The problem.
Give the whole listing below once more, exactly, without pictures.

Provided information.
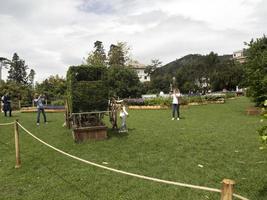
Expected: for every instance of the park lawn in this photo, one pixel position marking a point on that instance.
(220, 137)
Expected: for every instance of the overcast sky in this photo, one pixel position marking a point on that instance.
(51, 35)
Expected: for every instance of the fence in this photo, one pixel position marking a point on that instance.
(227, 184)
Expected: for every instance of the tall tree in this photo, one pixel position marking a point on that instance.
(98, 56)
(118, 54)
(256, 69)
(54, 87)
(123, 82)
(154, 64)
(31, 77)
(17, 71)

Result.
Expected: for every instance of the park lawn in this photo, one pixel position marking a point on that instance.
(220, 137)
Expected: for every instance of the overcast sky in this photo, one pixel position marking a point on that instance.
(51, 35)
Expected: for every instance of the fence in this photo, one pixel position marking a point on that instance.
(227, 184)
Expected: for every instance of the tall tree in this photo, one pixel position marking a point on that instance.
(98, 56)
(118, 54)
(256, 69)
(54, 87)
(123, 82)
(154, 64)
(31, 77)
(17, 71)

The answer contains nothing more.